Exercise aim:
Retype the following rows without any change, leaving out the pictures.

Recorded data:
+ + + +

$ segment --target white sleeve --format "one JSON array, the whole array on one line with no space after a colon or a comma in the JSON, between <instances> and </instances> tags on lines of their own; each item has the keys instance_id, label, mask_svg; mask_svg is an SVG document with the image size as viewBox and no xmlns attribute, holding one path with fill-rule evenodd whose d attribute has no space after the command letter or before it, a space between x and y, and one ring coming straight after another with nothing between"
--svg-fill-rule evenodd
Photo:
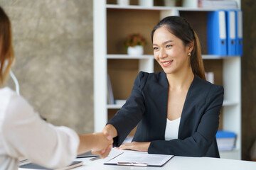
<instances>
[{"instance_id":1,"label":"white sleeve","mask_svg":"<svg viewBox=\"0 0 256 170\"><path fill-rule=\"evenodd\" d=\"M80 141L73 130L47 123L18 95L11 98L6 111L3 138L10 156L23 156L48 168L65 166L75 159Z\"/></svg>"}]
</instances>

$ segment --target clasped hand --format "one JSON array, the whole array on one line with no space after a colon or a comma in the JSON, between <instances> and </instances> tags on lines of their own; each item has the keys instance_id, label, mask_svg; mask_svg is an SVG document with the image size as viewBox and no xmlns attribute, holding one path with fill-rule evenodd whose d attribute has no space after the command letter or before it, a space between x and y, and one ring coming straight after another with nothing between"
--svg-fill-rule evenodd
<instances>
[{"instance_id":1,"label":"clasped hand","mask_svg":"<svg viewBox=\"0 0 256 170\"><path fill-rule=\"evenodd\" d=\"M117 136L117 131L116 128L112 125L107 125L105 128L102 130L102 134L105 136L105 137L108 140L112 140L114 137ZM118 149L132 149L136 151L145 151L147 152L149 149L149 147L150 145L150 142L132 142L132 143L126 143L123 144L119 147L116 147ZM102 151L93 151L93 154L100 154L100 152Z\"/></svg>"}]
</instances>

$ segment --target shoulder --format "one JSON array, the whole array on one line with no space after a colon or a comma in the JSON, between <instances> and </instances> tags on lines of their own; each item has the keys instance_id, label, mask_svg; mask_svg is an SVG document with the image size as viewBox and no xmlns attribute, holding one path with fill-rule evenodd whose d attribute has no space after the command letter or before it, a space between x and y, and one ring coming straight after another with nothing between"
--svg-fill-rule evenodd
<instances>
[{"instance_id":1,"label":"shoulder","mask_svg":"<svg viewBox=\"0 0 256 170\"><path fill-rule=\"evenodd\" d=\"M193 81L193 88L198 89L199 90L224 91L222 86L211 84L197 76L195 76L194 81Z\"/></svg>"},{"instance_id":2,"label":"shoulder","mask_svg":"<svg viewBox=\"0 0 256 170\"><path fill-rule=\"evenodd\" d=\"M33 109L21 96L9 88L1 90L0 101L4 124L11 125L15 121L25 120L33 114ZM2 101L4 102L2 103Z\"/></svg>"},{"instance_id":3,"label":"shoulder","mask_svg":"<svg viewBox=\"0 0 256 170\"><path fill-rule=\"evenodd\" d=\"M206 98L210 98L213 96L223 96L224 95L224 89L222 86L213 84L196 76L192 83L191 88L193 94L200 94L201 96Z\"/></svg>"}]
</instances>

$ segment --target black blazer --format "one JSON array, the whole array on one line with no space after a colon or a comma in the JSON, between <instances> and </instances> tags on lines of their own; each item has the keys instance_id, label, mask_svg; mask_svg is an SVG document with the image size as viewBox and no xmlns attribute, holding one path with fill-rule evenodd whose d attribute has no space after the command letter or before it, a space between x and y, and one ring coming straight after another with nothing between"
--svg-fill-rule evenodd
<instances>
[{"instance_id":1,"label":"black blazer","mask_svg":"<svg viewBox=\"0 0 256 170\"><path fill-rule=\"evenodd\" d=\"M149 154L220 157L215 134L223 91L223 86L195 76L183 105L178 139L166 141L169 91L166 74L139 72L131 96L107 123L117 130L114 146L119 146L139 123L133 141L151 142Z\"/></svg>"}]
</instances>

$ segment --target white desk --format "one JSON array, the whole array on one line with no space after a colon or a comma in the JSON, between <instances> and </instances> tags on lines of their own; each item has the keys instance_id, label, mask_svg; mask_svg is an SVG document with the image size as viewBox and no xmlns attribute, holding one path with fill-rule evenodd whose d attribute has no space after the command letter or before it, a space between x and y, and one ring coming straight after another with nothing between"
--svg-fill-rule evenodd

+ + + +

Completed task:
$ segment --target white sleeve --format "one JSON array, the whole array on one line with no space after a colon or a comma in the JSON, between <instances> and </instances> tags on lines of their own; each item has the keys instance_id, label, mask_svg; mask_svg is an SVG document with the image size as viewBox and no xmlns attribute, holding one path with fill-rule evenodd whose d attribute has no space after the command letter or before it, a space between x and y, and one ring coming straight after another with nothing between"
--svg-fill-rule evenodd
Photo:
<instances>
[{"instance_id":1,"label":"white sleeve","mask_svg":"<svg viewBox=\"0 0 256 170\"><path fill-rule=\"evenodd\" d=\"M80 141L73 130L47 123L18 95L11 98L6 111L3 138L10 156L23 156L48 168L65 166L75 159Z\"/></svg>"}]
</instances>

$ segment --target clasped hand --format "one JSON array, the whole array on one line with no space after a colon or a comma in the JSON, between <instances> and </instances> tags on lines of their own; each item has the keys instance_id, label, mask_svg; mask_svg is an SVG document with the image size as viewBox and no xmlns attribute, holding one path with fill-rule evenodd whose d attribute has no space after the command letter or before it, a space between x and y, and one ring coming straight after another with nothing between"
--svg-fill-rule evenodd
<instances>
[{"instance_id":1,"label":"clasped hand","mask_svg":"<svg viewBox=\"0 0 256 170\"><path fill-rule=\"evenodd\" d=\"M117 136L117 131L116 128L112 125L107 125L105 128L102 130L102 134L105 136L105 137L108 140L112 140L114 137ZM118 149L132 149L136 151L145 151L147 152L149 149L149 147L150 145L150 142L132 142L132 143L126 143L123 144L119 147L116 147ZM102 151L93 151L93 154L100 154L100 152Z\"/></svg>"}]
</instances>

$ segment --target shoulder --format "one JSON array, the whole array on one line with no space after a colon or a comma in the JSON, between <instances> and </instances> tags on lines of their own; each item has the keys instance_id, label, mask_svg; mask_svg is an SVG document with the image size as viewBox and no xmlns attribute, holding one path with fill-rule evenodd whose d attribute has no space after the command letter or before it, a space between x and y, and one ring coming straight after another with nothing between"
--svg-fill-rule evenodd
<instances>
[{"instance_id":1,"label":"shoulder","mask_svg":"<svg viewBox=\"0 0 256 170\"><path fill-rule=\"evenodd\" d=\"M193 81L193 88L198 89L199 90L224 91L222 86L211 84L197 76L195 76L194 81Z\"/></svg>"},{"instance_id":2,"label":"shoulder","mask_svg":"<svg viewBox=\"0 0 256 170\"><path fill-rule=\"evenodd\" d=\"M33 109L21 96L9 88L1 90L0 101L4 124L11 125L15 121L25 120L33 114ZM2 101L4 102L2 103Z\"/></svg>"},{"instance_id":3,"label":"shoulder","mask_svg":"<svg viewBox=\"0 0 256 170\"><path fill-rule=\"evenodd\" d=\"M206 98L210 98L213 96L223 96L224 95L224 89L222 86L213 84L196 76L192 83L191 88L193 94L200 94L201 96Z\"/></svg>"}]
</instances>

$ segment --target black blazer --format "one JSON array, the whole array on one line with no space after a colon or a comma in the JSON, between <instances> and </instances> tags on lines of their own; each item has the keys instance_id, label, mask_svg; mask_svg is an SVG document with the image size as viewBox and no xmlns attribute, holding one path with fill-rule evenodd whose d attribute has no space after the command letter or before it, a space between x and y, and one ring coming straight after another with nothing between"
--svg-fill-rule evenodd
<instances>
[{"instance_id":1,"label":"black blazer","mask_svg":"<svg viewBox=\"0 0 256 170\"><path fill-rule=\"evenodd\" d=\"M149 154L220 157L215 134L223 91L223 86L195 76L183 105L178 139L166 141L169 91L166 74L139 72L131 96L107 123L117 130L114 146L119 146L139 123L133 141L151 142Z\"/></svg>"}]
</instances>

$ segment --target white desk --format "one JSON array, the whole array on one line with no space after a colon or a comma in the JSON, between <instances> and </instances> tags on lines of their own; each item has the keys instance_id, label, mask_svg; mask_svg is an SVG document with the image size as viewBox and no xmlns attribute, holding one path with fill-rule evenodd whose d attribute has no space after the command letter or before it, a space between x and y, and one ring coming straight after another with nothing between"
--svg-fill-rule evenodd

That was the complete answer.